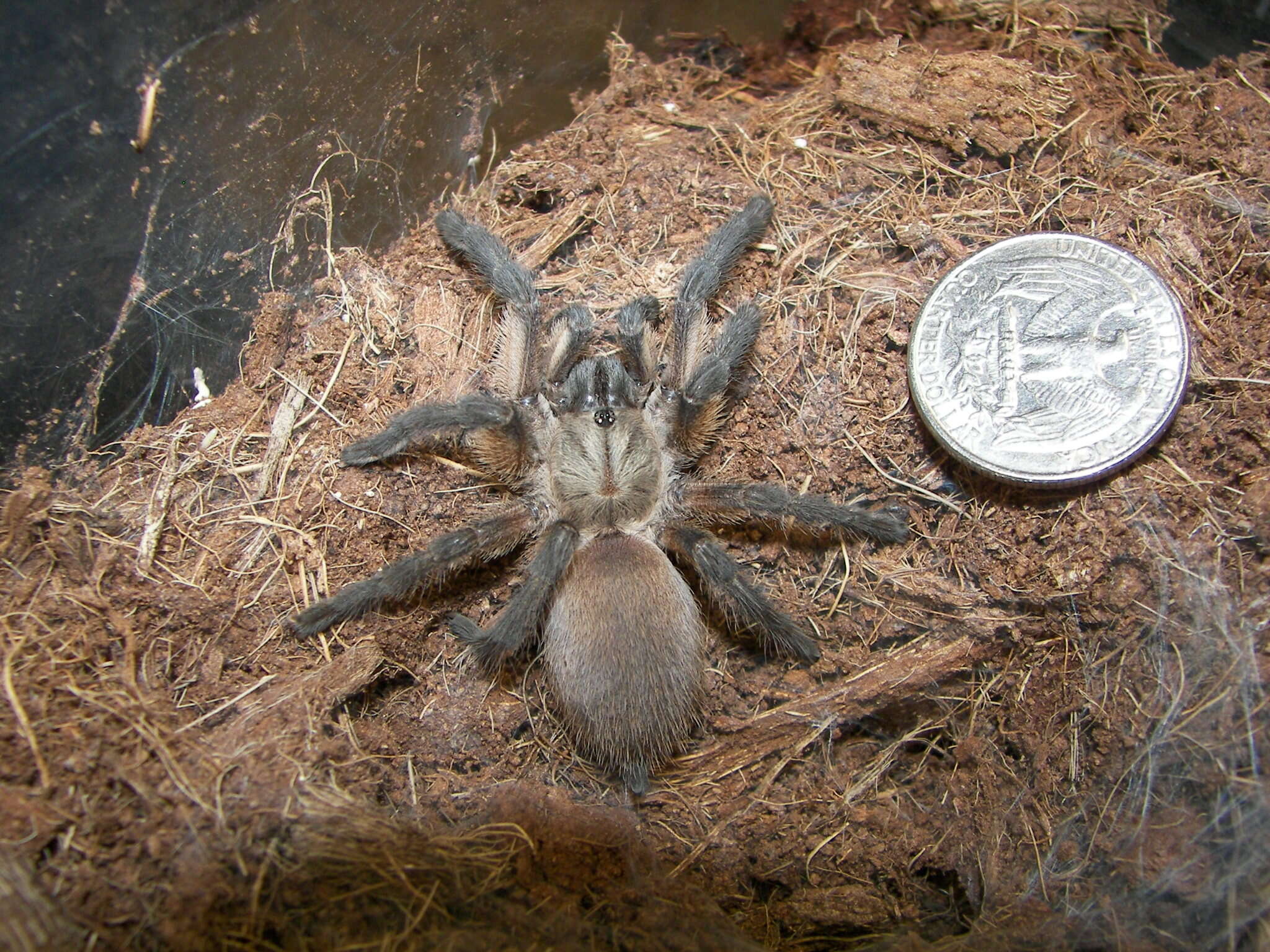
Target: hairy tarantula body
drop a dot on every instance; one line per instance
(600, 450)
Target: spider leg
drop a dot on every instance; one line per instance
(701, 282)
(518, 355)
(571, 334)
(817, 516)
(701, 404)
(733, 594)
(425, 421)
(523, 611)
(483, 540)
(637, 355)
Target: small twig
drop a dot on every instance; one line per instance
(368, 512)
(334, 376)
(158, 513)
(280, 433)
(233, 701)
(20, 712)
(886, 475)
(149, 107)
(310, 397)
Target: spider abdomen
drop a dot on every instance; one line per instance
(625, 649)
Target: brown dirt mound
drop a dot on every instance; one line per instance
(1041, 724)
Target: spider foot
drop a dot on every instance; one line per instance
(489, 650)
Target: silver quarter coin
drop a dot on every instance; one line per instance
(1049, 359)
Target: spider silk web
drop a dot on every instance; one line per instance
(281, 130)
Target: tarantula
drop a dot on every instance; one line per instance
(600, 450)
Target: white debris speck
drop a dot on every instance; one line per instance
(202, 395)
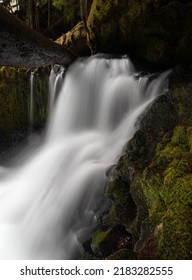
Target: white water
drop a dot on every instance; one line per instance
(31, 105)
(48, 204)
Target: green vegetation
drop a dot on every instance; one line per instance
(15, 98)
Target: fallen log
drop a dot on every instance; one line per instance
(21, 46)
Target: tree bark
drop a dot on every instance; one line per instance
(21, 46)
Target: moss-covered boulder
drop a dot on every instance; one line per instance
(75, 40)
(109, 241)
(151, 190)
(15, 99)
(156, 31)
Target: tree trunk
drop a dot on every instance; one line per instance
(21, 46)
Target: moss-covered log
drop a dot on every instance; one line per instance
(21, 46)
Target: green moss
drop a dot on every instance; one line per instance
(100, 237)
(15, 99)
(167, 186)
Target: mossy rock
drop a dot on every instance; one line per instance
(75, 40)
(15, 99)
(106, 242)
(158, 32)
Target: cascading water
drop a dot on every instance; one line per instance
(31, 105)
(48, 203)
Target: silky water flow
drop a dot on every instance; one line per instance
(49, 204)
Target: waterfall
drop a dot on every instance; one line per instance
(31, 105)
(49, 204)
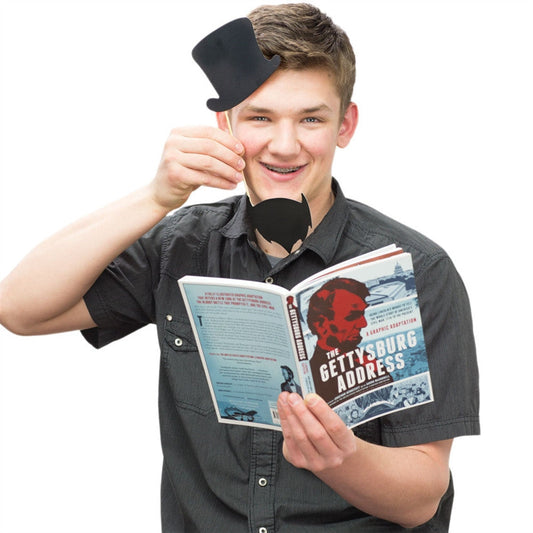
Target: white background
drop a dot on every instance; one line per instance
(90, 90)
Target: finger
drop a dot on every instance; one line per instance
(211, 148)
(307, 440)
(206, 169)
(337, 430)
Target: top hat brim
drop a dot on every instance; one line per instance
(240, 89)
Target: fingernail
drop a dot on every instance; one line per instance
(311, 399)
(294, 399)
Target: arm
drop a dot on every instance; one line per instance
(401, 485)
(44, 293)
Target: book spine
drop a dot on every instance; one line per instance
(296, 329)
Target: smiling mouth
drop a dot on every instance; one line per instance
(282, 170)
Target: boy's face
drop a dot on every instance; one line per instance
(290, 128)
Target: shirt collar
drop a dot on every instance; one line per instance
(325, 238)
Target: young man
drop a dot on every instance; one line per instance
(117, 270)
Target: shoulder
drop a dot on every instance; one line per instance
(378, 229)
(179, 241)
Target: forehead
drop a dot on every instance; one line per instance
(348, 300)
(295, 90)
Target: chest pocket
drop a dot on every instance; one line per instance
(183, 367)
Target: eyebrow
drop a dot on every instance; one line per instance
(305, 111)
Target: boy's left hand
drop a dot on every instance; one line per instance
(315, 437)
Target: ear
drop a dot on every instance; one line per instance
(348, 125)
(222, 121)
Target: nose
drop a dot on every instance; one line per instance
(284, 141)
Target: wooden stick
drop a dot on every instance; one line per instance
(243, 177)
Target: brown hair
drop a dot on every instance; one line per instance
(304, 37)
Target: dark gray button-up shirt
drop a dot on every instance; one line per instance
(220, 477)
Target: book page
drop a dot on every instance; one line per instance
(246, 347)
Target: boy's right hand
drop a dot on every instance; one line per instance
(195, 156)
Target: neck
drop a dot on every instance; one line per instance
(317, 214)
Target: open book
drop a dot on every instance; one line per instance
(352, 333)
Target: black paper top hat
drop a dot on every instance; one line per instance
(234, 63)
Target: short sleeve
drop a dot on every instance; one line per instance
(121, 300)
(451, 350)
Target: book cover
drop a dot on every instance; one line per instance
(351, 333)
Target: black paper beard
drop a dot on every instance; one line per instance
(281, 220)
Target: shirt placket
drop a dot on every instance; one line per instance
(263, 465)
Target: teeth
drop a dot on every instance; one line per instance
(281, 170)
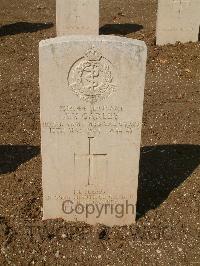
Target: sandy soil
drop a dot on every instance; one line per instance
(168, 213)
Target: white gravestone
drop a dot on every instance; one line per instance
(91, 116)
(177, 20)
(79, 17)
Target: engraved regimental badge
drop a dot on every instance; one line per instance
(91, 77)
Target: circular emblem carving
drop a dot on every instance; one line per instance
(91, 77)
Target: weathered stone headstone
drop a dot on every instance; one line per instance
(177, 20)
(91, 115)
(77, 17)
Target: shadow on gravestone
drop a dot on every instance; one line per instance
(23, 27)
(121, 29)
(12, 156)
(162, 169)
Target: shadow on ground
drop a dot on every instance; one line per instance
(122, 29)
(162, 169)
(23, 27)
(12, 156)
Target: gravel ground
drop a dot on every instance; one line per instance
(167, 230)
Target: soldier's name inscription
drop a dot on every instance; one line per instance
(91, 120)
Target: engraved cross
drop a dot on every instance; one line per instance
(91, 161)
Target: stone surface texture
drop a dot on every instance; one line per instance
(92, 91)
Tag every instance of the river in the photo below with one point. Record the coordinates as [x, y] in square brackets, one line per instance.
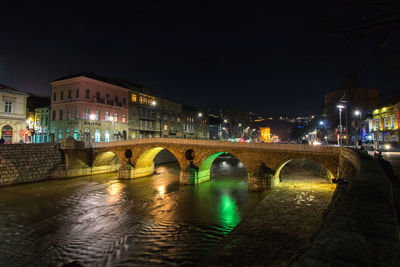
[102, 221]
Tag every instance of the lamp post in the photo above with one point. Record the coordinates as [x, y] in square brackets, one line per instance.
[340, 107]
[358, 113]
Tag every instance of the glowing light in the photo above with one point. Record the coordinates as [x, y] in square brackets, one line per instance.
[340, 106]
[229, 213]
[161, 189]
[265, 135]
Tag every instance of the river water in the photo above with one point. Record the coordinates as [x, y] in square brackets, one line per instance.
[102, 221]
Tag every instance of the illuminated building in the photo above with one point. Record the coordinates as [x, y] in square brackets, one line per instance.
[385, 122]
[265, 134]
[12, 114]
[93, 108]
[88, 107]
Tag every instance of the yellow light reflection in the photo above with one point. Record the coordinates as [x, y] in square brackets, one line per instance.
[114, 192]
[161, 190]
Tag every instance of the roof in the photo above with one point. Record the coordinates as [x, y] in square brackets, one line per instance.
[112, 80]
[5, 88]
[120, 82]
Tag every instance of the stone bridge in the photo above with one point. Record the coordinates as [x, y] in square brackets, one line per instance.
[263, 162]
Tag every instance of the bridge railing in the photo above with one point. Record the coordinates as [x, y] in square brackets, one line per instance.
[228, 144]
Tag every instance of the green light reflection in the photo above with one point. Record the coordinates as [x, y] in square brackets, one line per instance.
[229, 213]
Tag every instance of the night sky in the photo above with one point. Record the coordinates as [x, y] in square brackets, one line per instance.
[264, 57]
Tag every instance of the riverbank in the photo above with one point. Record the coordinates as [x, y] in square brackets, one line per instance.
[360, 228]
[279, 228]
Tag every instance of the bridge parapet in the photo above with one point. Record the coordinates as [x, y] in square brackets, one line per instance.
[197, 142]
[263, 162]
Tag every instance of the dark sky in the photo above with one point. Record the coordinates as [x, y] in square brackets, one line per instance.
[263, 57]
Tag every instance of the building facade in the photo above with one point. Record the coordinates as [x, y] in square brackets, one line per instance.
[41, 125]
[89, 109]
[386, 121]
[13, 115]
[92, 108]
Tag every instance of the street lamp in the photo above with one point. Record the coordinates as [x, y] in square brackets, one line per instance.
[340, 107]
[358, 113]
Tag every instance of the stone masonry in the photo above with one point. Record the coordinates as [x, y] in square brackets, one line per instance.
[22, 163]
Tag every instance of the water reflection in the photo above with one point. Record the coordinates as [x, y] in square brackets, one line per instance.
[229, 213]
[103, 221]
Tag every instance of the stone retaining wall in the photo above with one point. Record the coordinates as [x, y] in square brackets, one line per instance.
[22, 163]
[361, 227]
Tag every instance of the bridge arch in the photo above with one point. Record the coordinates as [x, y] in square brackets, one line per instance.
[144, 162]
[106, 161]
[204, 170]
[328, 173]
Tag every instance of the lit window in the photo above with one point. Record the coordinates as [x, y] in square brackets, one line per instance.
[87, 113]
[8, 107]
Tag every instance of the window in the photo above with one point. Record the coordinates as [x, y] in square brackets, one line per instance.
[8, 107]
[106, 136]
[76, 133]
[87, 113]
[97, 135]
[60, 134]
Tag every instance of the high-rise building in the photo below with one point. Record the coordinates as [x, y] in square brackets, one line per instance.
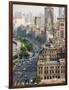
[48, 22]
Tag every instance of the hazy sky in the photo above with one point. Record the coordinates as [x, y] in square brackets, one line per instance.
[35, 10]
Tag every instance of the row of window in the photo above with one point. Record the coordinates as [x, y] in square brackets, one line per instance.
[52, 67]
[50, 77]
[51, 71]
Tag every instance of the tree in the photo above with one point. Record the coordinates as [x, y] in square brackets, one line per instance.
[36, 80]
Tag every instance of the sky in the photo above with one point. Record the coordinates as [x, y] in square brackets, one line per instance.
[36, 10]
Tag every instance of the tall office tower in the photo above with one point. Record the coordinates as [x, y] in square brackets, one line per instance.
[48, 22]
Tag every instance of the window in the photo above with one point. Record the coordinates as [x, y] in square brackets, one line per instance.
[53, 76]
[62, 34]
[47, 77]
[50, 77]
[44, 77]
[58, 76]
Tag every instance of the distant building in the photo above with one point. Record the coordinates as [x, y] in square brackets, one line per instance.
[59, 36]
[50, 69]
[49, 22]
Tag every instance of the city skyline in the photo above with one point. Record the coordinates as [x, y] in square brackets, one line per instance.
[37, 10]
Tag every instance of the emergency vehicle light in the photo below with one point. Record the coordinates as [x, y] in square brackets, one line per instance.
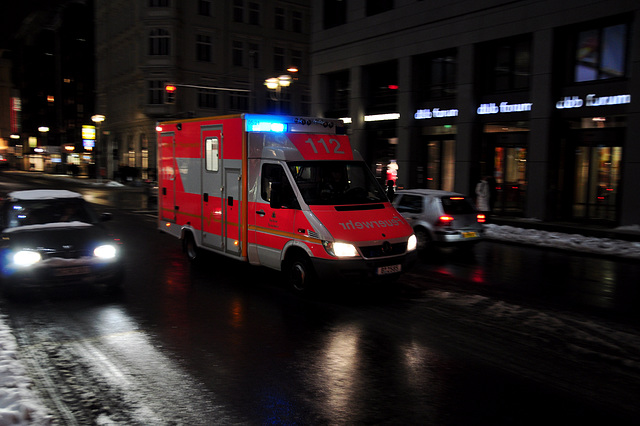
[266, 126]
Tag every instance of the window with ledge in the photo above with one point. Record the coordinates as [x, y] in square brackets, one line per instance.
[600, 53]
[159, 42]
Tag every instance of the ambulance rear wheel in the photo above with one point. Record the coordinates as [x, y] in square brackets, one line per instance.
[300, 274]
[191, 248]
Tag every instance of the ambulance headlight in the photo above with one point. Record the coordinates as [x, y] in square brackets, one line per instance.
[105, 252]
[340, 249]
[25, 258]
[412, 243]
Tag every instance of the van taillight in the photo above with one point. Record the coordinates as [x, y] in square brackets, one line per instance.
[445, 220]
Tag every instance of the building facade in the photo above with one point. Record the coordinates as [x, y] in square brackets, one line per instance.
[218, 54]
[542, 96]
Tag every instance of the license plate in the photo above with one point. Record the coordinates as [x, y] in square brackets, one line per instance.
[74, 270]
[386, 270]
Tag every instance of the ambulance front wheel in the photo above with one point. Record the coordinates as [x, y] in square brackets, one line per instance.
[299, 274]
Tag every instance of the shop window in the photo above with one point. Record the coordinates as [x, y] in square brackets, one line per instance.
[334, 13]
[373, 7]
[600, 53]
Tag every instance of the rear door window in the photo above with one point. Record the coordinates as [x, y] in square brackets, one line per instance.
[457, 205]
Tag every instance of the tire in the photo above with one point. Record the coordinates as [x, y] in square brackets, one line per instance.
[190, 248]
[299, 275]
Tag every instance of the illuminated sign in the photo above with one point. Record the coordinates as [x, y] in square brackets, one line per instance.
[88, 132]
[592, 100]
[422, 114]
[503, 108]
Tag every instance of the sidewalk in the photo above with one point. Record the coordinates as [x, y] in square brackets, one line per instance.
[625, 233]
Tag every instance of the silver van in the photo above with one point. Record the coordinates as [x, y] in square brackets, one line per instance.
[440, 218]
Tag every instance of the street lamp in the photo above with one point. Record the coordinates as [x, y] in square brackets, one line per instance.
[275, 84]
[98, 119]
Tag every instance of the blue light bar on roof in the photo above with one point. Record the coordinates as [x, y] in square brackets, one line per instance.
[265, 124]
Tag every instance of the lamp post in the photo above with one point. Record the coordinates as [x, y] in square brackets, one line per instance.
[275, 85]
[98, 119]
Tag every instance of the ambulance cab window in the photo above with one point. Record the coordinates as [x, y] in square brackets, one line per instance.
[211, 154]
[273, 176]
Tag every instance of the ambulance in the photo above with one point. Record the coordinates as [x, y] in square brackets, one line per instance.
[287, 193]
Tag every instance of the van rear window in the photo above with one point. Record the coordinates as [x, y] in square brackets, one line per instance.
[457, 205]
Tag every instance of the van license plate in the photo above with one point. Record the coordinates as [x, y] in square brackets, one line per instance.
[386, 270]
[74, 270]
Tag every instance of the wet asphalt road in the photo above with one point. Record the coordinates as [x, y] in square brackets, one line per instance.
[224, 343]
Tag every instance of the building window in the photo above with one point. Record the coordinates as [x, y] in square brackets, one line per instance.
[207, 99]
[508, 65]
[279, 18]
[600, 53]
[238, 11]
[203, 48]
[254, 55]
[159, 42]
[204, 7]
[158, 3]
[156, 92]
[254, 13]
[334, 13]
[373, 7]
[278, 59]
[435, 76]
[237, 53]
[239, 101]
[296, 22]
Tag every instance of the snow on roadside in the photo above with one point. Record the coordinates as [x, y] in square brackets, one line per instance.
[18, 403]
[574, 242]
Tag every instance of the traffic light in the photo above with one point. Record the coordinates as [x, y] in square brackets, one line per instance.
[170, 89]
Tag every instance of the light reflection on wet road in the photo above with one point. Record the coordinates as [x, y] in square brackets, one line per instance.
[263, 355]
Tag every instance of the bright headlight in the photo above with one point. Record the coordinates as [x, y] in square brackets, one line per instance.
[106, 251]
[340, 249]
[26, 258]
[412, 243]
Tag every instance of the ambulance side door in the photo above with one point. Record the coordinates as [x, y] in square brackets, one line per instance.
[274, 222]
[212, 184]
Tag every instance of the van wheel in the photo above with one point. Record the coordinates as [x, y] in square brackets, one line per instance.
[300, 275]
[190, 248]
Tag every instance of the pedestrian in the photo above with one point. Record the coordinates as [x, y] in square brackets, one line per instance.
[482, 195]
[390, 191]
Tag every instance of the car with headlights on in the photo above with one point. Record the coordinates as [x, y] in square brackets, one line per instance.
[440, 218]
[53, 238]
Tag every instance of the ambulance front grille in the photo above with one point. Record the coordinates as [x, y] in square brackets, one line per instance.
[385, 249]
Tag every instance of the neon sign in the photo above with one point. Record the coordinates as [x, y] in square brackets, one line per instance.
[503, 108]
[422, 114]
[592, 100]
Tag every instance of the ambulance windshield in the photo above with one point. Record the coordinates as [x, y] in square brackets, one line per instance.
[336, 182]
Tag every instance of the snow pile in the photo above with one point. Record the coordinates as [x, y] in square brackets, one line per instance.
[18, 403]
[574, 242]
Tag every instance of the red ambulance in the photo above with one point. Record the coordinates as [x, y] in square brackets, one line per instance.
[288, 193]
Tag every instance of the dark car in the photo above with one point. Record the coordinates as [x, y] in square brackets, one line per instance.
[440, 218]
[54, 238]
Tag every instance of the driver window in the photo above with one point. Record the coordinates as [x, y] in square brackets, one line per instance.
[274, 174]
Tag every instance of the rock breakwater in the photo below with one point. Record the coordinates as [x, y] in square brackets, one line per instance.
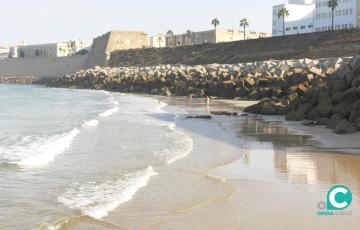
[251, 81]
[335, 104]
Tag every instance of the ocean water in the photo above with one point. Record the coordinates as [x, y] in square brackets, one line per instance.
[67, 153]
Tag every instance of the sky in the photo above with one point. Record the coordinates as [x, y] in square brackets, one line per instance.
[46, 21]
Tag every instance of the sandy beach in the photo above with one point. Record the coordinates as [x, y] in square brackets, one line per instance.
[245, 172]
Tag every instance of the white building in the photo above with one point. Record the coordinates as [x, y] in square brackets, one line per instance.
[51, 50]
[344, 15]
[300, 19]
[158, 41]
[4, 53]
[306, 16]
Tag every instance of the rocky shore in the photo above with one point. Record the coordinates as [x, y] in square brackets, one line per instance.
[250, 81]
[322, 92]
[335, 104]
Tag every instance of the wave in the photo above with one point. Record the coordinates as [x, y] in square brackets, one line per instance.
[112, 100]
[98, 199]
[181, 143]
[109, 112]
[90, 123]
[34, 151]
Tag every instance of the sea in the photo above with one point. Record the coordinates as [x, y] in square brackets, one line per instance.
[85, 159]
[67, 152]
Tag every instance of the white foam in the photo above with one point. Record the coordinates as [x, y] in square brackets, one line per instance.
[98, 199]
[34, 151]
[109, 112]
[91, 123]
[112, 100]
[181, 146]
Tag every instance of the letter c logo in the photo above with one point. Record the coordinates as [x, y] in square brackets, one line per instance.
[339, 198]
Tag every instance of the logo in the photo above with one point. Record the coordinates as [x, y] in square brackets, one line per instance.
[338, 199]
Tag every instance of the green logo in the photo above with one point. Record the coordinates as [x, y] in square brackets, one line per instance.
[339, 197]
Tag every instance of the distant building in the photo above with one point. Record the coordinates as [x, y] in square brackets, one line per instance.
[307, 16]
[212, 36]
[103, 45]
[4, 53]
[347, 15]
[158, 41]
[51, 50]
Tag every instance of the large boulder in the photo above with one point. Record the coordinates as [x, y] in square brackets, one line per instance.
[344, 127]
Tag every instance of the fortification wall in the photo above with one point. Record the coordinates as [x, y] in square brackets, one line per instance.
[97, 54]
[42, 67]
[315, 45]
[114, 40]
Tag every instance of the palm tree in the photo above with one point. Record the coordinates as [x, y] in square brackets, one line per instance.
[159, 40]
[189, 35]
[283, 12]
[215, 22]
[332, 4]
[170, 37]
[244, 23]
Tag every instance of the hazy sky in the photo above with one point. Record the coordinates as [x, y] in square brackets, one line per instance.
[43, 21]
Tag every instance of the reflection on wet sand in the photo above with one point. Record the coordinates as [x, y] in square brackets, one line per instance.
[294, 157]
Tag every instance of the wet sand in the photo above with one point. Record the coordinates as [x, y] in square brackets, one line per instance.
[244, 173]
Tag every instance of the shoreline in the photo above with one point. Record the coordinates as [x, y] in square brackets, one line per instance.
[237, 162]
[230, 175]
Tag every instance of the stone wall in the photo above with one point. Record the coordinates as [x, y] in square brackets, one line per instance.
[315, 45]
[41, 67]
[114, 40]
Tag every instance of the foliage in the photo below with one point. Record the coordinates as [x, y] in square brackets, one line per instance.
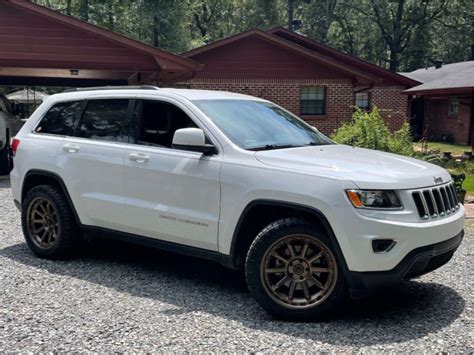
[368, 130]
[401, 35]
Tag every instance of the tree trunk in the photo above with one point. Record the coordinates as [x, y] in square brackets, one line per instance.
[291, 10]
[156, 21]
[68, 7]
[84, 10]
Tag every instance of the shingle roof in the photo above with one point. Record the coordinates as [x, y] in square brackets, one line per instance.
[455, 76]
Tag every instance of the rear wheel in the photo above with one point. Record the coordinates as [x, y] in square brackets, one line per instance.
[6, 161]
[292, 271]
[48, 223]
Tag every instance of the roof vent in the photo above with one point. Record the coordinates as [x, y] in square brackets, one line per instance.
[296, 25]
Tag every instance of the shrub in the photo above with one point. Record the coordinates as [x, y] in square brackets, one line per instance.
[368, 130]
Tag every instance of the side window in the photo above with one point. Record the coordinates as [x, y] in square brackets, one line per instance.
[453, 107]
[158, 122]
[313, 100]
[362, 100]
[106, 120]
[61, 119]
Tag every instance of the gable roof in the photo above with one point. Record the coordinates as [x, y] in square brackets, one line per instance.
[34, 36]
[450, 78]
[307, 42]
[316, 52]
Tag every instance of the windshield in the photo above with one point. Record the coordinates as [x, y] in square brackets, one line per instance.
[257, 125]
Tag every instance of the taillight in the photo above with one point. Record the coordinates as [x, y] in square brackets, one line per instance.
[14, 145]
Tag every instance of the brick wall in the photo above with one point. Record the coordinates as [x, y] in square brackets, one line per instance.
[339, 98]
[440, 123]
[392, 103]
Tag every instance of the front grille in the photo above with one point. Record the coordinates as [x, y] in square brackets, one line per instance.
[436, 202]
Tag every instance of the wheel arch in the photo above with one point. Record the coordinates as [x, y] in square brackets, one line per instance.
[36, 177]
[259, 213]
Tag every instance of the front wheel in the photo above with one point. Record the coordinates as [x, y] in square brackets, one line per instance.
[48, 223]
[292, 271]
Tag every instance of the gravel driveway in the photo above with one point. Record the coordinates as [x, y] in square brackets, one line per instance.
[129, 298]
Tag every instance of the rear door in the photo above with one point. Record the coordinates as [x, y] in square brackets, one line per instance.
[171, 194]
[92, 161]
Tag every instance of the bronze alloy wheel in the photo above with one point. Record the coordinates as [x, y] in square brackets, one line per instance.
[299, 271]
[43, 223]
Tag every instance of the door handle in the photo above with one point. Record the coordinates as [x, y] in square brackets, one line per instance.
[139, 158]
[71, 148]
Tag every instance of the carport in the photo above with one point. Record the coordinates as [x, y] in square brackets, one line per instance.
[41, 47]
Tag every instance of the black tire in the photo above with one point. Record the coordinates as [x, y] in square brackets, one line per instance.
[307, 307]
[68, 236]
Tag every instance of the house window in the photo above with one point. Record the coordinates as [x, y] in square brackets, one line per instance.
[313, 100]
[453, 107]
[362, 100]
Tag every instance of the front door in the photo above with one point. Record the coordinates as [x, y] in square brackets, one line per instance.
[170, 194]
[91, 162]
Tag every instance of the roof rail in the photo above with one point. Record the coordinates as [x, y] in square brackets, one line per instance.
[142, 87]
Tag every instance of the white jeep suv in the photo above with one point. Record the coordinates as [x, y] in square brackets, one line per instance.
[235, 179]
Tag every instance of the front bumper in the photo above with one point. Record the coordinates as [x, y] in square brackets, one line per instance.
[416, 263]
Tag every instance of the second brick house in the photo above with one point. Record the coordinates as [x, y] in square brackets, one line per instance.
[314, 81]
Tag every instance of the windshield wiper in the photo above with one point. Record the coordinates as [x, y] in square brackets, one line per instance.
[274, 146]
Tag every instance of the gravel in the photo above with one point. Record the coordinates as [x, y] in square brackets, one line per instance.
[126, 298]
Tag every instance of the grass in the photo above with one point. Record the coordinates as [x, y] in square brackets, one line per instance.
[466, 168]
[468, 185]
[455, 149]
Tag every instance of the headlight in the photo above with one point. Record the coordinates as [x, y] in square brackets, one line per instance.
========
What is required: Output exactly the lines from the first line of the records through the line containing "Target: spider leg". Leave out every picture.

Result for this task:
Target: hairy tarantula body
drop a dot on every instance; one line per instance
(600, 450)
Target: spider leg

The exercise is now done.